ABOUT THIS EXERCISE: Please go line by line through the material and copy each one containing the word "below".

DATA RECORDS:

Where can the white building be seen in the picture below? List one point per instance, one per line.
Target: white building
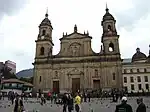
(136, 73)
(11, 65)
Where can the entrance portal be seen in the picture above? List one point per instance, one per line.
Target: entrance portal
(96, 84)
(56, 86)
(75, 85)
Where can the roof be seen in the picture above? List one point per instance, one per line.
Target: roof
(76, 35)
(46, 21)
(138, 56)
(17, 81)
(13, 81)
(127, 60)
(28, 84)
(108, 16)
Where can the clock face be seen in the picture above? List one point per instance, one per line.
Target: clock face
(42, 37)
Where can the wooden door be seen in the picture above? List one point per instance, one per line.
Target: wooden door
(75, 85)
(96, 84)
(56, 86)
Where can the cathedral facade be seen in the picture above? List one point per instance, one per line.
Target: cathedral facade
(77, 66)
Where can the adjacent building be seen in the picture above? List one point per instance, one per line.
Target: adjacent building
(77, 66)
(136, 73)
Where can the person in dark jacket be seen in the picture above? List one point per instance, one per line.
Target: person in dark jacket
(141, 106)
(65, 102)
(124, 107)
(70, 103)
(16, 104)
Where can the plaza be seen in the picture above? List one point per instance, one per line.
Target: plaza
(97, 105)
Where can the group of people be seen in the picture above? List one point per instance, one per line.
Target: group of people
(124, 107)
(68, 101)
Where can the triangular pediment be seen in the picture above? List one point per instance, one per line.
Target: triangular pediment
(75, 36)
(75, 71)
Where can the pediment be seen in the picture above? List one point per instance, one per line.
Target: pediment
(75, 72)
(75, 36)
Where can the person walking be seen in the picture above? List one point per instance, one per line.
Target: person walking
(70, 103)
(78, 103)
(124, 107)
(141, 106)
(65, 102)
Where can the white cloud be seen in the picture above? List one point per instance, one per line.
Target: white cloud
(18, 32)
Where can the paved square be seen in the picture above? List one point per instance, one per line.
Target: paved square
(103, 105)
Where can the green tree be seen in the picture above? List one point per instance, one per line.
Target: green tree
(29, 80)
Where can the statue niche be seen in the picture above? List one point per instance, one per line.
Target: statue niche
(75, 49)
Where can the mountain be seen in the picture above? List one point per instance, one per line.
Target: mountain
(25, 73)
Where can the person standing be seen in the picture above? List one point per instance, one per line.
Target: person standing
(141, 106)
(124, 107)
(70, 103)
(78, 103)
(65, 102)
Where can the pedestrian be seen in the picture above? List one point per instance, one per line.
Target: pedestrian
(77, 103)
(141, 106)
(70, 103)
(16, 104)
(64, 101)
(124, 107)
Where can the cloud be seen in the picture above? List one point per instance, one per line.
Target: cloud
(129, 18)
(10, 7)
(19, 29)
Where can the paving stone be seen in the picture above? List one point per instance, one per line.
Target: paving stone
(97, 105)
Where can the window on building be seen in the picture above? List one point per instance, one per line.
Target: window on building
(42, 51)
(138, 78)
(126, 88)
(125, 71)
(96, 72)
(132, 86)
(114, 76)
(145, 70)
(40, 79)
(125, 79)
(146, 78)
(131, 79)
(147, 86)
(111, 47)
(43, 32)
(131, 71)
(140, 86)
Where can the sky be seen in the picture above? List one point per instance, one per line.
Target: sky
(19, 21)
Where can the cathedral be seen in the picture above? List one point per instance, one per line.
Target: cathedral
(76, 66)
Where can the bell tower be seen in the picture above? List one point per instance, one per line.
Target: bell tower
(109, 36)
(44, 44)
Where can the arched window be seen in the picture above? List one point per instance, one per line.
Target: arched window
(43, 32)
(109, 28)
(114, 76)
(40, 79)
(111, 47)
(96, 72)
(42, 51)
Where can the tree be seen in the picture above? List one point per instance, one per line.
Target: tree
(29, 80)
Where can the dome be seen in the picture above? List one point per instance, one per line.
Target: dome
(108, 16)
(138, 56)
(46, 21)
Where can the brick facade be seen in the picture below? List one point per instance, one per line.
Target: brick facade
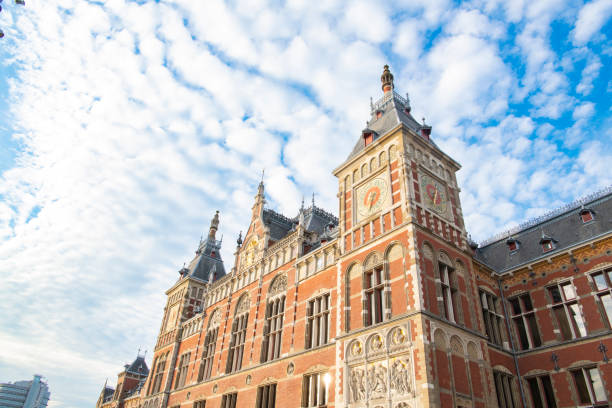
(383, 307)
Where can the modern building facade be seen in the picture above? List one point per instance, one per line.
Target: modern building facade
(389, 304)
(25, 394)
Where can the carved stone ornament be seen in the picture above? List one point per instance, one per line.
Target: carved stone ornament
(401, 378)
(279, 285)
(376, 343)
(456, 346)
(427, 252)
(215, 319)
(243, 304)
(398, 336)
(377, 380)
(356, 349)
(357, 385)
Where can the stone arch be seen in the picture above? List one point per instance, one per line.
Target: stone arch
(382, 159)
(457, 346)
(354, 349)
(473, 351)
(581, 363)
(278, 285)
(373, 259)
(428, 251)
(534, 372)
(397, 336)
(215, 319)
(443, 257)
(440, 340)
(394, 252)
(243, 304)
(502, 369)
(375, 343)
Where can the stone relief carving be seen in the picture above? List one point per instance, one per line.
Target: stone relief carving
(279, 285)
(377, 380)
(376, 343)
(401, 381)
(357, 385)
(398, 336)
(427, 252)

OUTPUT:
Where can the white building be seen in the picture below? List one point per instance, one per line.
Where can the brick facade be seen in the picture below? List one point per instance, one per line.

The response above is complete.